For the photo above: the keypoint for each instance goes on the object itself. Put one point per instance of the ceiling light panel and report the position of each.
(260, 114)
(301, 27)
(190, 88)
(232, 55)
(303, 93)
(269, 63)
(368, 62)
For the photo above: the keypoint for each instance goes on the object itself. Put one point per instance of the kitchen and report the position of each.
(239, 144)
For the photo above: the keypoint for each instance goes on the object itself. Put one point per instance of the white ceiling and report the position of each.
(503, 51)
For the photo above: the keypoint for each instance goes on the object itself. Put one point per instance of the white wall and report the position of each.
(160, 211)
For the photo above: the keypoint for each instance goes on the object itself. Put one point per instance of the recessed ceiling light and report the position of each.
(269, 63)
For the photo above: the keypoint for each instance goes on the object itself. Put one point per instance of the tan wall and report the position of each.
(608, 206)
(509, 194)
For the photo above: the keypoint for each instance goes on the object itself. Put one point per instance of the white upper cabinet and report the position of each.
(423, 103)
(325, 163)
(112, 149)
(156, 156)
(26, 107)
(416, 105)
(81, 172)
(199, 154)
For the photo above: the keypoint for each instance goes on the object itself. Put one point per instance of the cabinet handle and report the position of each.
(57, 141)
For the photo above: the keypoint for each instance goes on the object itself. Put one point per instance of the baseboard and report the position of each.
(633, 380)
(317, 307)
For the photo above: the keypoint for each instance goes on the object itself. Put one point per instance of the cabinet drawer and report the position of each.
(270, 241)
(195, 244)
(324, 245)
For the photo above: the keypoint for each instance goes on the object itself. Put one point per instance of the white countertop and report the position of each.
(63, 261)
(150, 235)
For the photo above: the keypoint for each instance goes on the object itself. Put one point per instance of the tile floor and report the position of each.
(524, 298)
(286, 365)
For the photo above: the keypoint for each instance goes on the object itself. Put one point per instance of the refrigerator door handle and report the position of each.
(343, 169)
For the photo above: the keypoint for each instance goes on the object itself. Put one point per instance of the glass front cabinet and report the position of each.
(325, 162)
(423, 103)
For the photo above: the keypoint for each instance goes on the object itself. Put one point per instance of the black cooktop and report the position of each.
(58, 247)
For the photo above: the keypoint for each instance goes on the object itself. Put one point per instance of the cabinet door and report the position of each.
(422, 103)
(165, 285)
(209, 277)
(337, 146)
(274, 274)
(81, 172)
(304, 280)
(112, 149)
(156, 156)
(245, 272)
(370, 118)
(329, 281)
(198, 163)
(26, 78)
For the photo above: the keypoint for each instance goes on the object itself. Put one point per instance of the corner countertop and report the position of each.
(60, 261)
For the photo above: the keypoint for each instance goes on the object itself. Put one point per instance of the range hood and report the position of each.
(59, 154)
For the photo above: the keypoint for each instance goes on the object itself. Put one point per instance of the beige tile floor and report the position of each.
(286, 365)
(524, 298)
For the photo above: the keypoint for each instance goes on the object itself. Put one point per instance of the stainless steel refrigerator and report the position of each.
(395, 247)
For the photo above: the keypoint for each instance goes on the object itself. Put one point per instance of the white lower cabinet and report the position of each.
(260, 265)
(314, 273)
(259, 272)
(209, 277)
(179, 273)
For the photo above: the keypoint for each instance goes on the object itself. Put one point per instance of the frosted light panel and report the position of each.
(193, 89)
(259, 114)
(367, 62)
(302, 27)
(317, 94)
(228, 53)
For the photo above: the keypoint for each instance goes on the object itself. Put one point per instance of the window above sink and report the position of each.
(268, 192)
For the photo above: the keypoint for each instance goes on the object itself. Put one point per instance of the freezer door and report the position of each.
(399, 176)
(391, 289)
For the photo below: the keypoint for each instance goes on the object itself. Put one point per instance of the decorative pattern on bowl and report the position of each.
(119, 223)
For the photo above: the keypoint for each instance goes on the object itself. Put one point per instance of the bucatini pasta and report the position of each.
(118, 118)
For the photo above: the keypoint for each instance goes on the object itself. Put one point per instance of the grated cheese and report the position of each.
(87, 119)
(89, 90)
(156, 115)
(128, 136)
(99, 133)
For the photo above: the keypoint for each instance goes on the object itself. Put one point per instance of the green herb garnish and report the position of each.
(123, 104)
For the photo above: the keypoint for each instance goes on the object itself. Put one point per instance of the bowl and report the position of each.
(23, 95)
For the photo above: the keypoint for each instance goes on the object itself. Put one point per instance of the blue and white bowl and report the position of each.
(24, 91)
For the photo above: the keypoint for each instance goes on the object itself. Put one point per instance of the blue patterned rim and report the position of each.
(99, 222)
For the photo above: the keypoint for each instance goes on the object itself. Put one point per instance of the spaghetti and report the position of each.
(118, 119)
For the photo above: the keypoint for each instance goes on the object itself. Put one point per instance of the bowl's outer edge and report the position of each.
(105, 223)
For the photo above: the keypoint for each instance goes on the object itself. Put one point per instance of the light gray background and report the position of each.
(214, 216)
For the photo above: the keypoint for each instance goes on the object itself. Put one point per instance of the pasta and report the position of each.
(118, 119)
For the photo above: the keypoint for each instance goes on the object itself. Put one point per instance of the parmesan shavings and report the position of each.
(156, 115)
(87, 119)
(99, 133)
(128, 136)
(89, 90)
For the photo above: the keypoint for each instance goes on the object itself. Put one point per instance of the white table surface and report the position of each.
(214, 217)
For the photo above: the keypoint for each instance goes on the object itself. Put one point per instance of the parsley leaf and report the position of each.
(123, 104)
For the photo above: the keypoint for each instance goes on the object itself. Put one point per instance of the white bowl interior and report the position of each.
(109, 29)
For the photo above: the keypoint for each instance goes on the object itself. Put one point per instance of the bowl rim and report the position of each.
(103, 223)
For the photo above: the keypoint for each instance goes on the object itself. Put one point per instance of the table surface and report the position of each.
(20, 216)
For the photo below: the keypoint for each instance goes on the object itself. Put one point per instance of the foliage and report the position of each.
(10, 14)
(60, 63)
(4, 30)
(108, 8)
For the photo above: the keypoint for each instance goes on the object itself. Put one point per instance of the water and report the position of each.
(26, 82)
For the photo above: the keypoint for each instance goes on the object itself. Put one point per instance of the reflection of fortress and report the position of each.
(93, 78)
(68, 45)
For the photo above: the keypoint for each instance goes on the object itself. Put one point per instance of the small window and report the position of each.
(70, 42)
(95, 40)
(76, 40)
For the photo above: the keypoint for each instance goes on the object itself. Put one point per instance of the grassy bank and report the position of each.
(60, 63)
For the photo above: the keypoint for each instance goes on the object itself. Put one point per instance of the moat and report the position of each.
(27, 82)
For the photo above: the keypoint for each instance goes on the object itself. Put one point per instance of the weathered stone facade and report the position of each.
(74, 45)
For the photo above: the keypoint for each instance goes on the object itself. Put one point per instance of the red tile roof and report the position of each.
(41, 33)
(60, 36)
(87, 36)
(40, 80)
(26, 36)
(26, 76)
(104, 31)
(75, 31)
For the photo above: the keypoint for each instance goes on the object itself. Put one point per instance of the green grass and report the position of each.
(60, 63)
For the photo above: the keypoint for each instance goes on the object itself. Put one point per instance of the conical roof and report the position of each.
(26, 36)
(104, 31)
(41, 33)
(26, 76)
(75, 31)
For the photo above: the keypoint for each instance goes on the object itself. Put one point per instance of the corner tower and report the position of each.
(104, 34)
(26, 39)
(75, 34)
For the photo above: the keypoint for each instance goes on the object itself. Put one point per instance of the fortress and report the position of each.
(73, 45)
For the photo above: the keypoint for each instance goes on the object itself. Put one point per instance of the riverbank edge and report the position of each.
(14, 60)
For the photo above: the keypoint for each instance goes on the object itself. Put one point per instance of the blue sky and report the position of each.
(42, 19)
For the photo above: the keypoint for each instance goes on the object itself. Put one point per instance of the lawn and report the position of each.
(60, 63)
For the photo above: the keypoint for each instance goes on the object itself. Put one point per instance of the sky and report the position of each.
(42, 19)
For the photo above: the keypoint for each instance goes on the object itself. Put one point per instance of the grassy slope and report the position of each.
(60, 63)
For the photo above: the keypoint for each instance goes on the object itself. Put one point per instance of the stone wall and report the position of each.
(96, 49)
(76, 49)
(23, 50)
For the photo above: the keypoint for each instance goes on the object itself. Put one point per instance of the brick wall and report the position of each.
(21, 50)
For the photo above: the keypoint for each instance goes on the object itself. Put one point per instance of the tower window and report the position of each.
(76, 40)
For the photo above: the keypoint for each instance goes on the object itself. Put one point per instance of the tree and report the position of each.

--*--

WHAT YOU SHOULD DO> From the line containing "stone wall and report the position of each." to the last line of the material, please quote every line exactly and only those.

TASK SOLUTION>
For the photo above: the keypoint for each instance goes on the object itself. Put one point per instance of the stone wall and report the position of each.
(96, 49)
(76, 49)
(23, 50)
For the photo above: the keypoint for each instance goes on the object itself. Put one point per instance of the brick wall and report the position of each.
(21, 50)
For the photo above: the keypoint for each instance goes on the object itself. Put one point per instance of the tower window and report the position of each.
(76, 40)
For the photo above: the keypoint for each instance goes on the object itself. Put one point per instance of the tree and report the position of each.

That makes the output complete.